Description of the task =>
Rewrite every one of the lines below, requests included, and shift each coordinate in the answers up by 95.

Location labeling lines =>
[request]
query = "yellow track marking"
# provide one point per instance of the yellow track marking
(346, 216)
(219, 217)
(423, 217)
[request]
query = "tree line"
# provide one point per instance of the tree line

Reply =>
[request]
query = "yellow track marking"
# provide one point per instance of the yellow track marking
(441, 311)
(314, 312)
(518, 312)
[request]
query = "tree line"
# provide one point per instance of the tree line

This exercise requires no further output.